— Task —
Restate all the data word for word, leaving nothing out.

Material shown: Begin

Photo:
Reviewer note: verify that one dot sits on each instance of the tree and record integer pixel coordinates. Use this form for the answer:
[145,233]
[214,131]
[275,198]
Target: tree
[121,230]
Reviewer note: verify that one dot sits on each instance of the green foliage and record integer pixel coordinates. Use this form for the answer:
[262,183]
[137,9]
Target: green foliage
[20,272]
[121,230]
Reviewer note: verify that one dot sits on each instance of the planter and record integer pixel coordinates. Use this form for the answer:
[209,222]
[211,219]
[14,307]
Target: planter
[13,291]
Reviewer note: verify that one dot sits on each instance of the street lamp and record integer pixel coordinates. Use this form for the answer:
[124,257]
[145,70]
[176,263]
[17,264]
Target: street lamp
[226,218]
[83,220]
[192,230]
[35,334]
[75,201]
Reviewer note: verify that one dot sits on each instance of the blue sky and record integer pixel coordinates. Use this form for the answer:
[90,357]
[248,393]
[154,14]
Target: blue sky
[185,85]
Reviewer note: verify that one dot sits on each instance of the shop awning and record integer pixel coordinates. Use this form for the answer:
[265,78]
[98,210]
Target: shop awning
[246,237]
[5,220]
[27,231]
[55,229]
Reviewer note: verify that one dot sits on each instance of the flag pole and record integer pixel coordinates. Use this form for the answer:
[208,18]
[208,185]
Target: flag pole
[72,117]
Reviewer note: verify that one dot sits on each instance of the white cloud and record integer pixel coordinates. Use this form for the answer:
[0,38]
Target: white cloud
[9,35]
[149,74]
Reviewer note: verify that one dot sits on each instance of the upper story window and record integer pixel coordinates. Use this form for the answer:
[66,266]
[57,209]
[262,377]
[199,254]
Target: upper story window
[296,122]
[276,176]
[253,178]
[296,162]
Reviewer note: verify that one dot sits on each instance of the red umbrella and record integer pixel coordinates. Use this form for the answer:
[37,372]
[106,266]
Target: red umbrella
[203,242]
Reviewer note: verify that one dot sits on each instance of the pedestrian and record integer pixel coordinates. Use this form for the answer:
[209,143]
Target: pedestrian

Material shown: End

— Exercise response —
Photo:
Reviewer note: verify that one dot sits on each instance of the tree and record integer pixel coordinates. Use this form for the answer:
[145,233]
[214,131]
[275,198]
Target: tree
[121,230]
Reviewer note: verify that one dot sits on each instance of the green foliage and record integer pixel coordinates. Use this form for the answer:
[262,183]
[137,9]
Target: green foliage
[20,272]
[121,230]
Reviewer note: verify that one dot sits on each instance of the planter and record integer pixel coordinates. Use this form for the answer:
[209,222]
[211,219]
[14,307]
Target: planter
[13,291]
Reviewer note: verify that one dot sits on each instance of the street lamp and record integer pixel coordinates. Use this form for the answer:
[124,257]
[145,70]
[176,263]
[17,264]
Target: street lamp
[226,218]
[83,220]
[192,230]
[35,334]
[75,201]
Reviewer note: verify that one dot sits on each instance of the blue sky and record integer pixel coordinates. Use this form for the answer:
[90,357]
[248,393]
[154,14]
Target: blue sky
[185,85]
Reviewer note: verify that one dot sits on each instance of the shop awning and record integer pixel coordinates. Use this form for the answer:
[265,78]
[98,210]
Target: shop awning
[246,237]
[5,220]
[27,231]
[55,229]
Reviewer note: verify that one dot sits on each instance of the flag pole and record integer pixel coordinates. Use this form for the answer:
[208,18]
[208,185]
Target: flag pole
[72,117]
Reviewer note: verify that one dot sits on each instance of the white cloud and record integer pixel coordinates. Use this form for the answer:
[0,38]
Target: white cloud
[9,35]
[149,74]
Reviewer note: verify that one dot sits on each instance of the upper story window and record integer pixel coordinates. Use this form for the answer:
[66,266]
[57,209]
[262,377]
[199,254]
Target: upper story window
[296,122]
[276,176]
[253,178]
[296,162]
Reviewer note: verify that one dot sits on each instance of the red umbrella and record integer pixel coordinates. Use this form for the answer:
[37,372]
[106,266]
Target: red umbrella
[203,242]
Reviewer note: verify that one dot sits on each instance of the pedestrian and record integer pixel coordinates. Use this form for the answer:
[209,143]
Target: pedestrian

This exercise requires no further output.